## Document section
⁂

Runner Up: Marian Gaborik. So far this season, our resident sniper has yet to truly catch fire. His point total is only two above the joke known as Ilya Kovalchuk (granted, Marian’s played 11 less games. Come to think of it, that’s more hilarious than it is depressing).

The “You’re Dead to Me Now” Award
Winner: PA Parenteau

Reasoning: Last season, Parenteau made a name for himself as a dependable shootout participant and a promising member of the Rangers’ youth movement. He endeared himself to the blue shirt faithful when he clinched a shootout win for the Rangers in Ottawa with his parents in attendance. Then, Parenteau signed a one year contract with the New York Islanders. Fine by me PA, I consider it your loss. A season in Long Island is like 3 years San Quentin time, but don’t go mocking your former team after merely assisting on a tying goal (in a game that you lost). Get some class kid; even “The Classless Kid” himself, Sean Avery, thought that was low. You’re dead to me now, don’t even try getting into my bar, club or lounge.
Runner Up: Olli Jokinen (Duh!)

The “Please, Someone Kill This Guy Soon” Award
Winner: Pierre McGuire

Reasoning: This award was going to go to the obvious candidate Sidney Crosby, but then Pierre McGuire came on camera at the Winter Classic and reminded us all why he’s the champ.
Runner Up: Sidney Crosby (Duh, again!)

The “Inseparable Butt-Buddies” Award
Winners: Brian Boyle and Brandon Prust

Reasoning: For all I know and care, these guys could be like oil and water off the ice. It doesn’t matter to me because when these two beasts are fore-checking opponents and forcing turnovers, it’s like music to my eyes. They rock, they roll, they feed the slot and bang away garbage goals – they do all the dirty work, and they do it so well! Watch closely next Rangers game. You know those periods of time when the Rangers look lifeless and ineffective? Watch for their first good, positive shift and look to see who is out on the ice. I’ll bet you right now that it’ll be Prust and Boyle. For all the line-shuffling John Tortorella does, he doesn’t dare break up Prusty and Boyle.
Runner Up: Artem Anisimov and Enver Lisin were best friends in New York last year. Then we didn’t make Enver an offer in the off-season. Boo-Hoo Butt Buddies!

The “Mannish Boy” Award
Winners: Michael Del Zotto

Reasoning: MDZ was a revelation last year. At only 19 years of age, he led all Ranger defensemen in both goals and assists (and points for those of you who couldn’t put the puzzle pieces together). But this season has been a different story for the young number 4. Pedestrian point production, inconsistent play and costly mistakes have pushed Del Zotto down the depth chart. So much so that the Rangers just sent him down to the Hartford for the first time in his career. Say hi to Wade for us, Michael!
Runner Up: Derek Stepan, but for much more positive reasons.

The “You Kind of Look like Frodo from Lord of the Rings” Award
Winner: Mats Zuccarello-Aasen

Reasoning: Well, because he kind of looks like Frodo from Lord of the Rings… and he’s short.

⁂

## Contour labeling lines
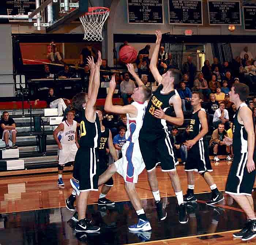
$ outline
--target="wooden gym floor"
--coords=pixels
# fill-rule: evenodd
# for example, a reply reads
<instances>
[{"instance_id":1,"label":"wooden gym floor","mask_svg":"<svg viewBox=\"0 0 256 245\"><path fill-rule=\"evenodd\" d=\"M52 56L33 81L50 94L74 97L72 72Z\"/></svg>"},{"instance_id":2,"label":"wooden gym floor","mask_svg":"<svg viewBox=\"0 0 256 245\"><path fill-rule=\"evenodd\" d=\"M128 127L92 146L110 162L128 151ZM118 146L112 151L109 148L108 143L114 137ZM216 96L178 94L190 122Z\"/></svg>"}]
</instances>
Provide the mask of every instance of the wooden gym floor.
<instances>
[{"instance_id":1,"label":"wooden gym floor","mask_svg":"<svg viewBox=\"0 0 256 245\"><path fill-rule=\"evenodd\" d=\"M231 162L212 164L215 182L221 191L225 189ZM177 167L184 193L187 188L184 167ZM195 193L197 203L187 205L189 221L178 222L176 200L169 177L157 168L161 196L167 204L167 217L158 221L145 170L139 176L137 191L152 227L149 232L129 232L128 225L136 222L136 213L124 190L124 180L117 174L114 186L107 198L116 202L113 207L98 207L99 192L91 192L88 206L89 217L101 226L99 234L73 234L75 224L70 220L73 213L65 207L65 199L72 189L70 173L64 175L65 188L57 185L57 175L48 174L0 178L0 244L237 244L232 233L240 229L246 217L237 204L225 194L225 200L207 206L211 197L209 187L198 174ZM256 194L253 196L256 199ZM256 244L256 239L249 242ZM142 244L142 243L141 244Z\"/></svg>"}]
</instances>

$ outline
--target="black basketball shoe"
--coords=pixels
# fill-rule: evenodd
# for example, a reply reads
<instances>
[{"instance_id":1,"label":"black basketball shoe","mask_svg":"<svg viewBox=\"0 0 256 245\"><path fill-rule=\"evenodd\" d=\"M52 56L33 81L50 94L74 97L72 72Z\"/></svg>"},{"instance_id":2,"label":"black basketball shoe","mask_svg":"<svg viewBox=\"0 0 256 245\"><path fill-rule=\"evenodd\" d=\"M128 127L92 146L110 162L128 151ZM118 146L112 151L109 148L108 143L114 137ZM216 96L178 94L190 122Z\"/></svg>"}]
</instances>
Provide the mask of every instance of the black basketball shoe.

⁂

According to the hockey awards piece, what contract did PA Parenteau sign after last season? None of these lines are needed.

## Written answer
He signed a one-year contract with the New York Islanders.